● **Task**: State only how many lines in the rows below contain the string "green".

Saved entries
::::

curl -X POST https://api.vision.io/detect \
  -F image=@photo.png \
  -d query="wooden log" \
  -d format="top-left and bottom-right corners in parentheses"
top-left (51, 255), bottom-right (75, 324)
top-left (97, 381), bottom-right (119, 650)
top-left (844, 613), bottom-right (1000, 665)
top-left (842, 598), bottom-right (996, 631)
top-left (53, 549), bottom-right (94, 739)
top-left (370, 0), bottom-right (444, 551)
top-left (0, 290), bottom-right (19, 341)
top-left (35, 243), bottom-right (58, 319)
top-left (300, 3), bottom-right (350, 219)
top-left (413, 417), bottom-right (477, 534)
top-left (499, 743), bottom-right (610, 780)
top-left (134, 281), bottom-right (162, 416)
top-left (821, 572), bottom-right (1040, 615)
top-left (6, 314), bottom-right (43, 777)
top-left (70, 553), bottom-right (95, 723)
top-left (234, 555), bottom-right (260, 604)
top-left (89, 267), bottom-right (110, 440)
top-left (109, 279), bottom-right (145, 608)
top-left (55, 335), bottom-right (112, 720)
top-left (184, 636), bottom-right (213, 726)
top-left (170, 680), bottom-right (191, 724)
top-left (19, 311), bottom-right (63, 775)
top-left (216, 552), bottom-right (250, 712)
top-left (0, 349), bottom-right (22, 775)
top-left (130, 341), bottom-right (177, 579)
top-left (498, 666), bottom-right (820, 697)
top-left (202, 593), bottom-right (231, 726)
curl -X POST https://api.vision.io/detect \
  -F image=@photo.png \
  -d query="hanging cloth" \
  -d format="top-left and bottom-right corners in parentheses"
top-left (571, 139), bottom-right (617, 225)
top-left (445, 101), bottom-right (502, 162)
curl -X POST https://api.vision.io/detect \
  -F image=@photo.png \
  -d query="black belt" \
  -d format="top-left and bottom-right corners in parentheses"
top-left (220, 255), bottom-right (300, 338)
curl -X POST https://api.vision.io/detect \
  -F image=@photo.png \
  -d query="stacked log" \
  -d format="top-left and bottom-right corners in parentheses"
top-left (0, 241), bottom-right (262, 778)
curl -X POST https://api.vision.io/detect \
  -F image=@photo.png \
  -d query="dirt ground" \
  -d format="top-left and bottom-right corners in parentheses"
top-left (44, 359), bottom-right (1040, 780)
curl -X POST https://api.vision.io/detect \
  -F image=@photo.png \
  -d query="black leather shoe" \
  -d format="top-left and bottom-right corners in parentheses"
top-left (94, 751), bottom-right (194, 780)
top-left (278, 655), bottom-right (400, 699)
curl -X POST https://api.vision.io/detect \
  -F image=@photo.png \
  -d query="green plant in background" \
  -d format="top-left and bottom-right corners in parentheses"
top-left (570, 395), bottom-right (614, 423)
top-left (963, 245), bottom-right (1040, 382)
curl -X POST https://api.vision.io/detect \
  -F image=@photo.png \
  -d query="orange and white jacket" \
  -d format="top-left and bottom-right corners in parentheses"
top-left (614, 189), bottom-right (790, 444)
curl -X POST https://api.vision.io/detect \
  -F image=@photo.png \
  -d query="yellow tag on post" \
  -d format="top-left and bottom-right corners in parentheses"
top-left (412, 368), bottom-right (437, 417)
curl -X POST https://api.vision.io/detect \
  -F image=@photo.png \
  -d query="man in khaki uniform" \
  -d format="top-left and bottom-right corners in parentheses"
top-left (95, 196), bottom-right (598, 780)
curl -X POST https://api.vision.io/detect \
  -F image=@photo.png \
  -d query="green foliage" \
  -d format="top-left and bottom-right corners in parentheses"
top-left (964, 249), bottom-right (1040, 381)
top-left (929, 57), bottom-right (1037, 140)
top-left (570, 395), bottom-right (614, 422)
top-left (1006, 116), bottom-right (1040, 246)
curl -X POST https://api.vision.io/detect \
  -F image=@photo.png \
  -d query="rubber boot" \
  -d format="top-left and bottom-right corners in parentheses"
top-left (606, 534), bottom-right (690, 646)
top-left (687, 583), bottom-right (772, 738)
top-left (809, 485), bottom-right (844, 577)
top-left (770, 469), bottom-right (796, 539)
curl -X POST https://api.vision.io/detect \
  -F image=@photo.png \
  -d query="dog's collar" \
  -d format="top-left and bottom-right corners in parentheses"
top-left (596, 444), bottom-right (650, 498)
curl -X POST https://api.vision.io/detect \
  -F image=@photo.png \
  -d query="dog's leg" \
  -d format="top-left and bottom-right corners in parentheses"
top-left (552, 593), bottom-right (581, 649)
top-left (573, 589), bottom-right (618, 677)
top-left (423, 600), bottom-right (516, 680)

::::

● **Result**: 2